● **Tasks and exercises**:
1. According to the bottle stopper thread, what material are Ruth Niles stoppers machined from?
2. Write out everything in the bottle stopper thread from "Welcome to IAP, John !!!!" down to "like huge stoppers.", swapping "New Jersey" for "Pennsylvania".

++++ Reading passage ++++

# Bottle Stopper Blank Size



## jimpenna (Jan 12, 2017)

Hi All,
Being a newbie, I have a quick question. Would 1.25" round work for most bottle stopper kits such as the PSI kits? I have several lengths of round resin stock in this size. All are 1.25". Thanks for any help!


----------



## magpens (Jan 12, 2017)

Welcome to IAP, John !!!!


----------



## jttheclockman (Jan 12, 2017)

Another New Jersey boy. Welcome to the site. Answer all depends on your profile of the stopper. I do not like huge stoppers. 

www.woodnwhimsies.com/bks.html


----------



## Edgar (Jan 12, 2017)

Welcome to IAP, John.

That size will work, but you will be somewhat limited on your profile options with the standard size stopper hardware. The mini stopper hardware will give you more flexibility. Either way, you should be able to make lots of nice-looking stoppers from that material.

Have fun & post some pictures of your results.


----------



## campzeke (Jan 12, 2017)

Welcome to the IAP!

As Edgar said 1.25 will work for a smaller bottle stopper. Ruth Niles bottle stoppers have a slightly smaller base that may work better for a smaller blank. Ruth's stoppers are also a much better quality machined in the USA from food grade 304 stainless steel. HERE is a link the Ruth's website. 

Be sure to post some photos in the Other Things We Make forum so we all can see your stoppers.


----------



## jimpenna (Jan 13, 2017)

Thanks for the Welcomes and info! Looking forward to trying these.


----------

++++ Items ++++

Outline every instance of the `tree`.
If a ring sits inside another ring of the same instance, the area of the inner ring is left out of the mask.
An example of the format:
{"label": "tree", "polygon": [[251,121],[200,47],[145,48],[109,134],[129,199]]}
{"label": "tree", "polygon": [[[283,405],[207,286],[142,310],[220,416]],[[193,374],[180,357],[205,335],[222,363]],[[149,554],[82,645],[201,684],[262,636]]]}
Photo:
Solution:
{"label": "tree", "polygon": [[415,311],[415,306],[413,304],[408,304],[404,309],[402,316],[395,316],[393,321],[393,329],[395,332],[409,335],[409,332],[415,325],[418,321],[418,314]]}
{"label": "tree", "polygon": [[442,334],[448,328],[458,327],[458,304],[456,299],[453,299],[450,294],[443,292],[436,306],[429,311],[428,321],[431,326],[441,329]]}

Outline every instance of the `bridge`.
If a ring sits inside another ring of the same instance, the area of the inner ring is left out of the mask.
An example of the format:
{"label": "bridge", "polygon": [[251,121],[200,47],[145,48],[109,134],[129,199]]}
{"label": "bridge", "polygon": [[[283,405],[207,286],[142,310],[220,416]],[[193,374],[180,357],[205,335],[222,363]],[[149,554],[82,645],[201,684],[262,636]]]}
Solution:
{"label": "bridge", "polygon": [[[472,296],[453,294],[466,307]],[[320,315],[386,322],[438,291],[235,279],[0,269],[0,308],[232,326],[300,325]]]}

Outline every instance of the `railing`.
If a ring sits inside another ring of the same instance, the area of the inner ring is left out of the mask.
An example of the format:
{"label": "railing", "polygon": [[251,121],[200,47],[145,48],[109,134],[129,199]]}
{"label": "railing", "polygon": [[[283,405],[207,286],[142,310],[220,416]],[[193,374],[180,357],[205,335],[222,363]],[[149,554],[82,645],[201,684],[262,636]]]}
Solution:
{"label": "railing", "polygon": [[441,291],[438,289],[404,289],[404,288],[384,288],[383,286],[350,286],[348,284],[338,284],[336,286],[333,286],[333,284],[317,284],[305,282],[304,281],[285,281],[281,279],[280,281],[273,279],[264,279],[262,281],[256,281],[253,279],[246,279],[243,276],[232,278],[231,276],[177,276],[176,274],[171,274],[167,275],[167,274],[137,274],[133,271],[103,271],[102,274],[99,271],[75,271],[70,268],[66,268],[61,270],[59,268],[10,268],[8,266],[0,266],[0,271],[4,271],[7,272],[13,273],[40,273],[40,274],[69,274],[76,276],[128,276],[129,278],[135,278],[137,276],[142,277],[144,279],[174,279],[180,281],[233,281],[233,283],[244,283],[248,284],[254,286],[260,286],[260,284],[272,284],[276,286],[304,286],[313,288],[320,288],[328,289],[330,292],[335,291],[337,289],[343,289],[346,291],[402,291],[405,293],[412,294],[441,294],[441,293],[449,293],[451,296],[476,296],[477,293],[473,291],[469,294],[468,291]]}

++++

● **The replies**:
1. Food grade 304 stainless steel.

2.
Welcome to IAP, John !!!!


----------



## jttheclockman (Jan 12, 2017)

Another Pennsylvania boy. Welcome to the site. Answer all depends on your profile of the stopper. I do not like huge stoppers.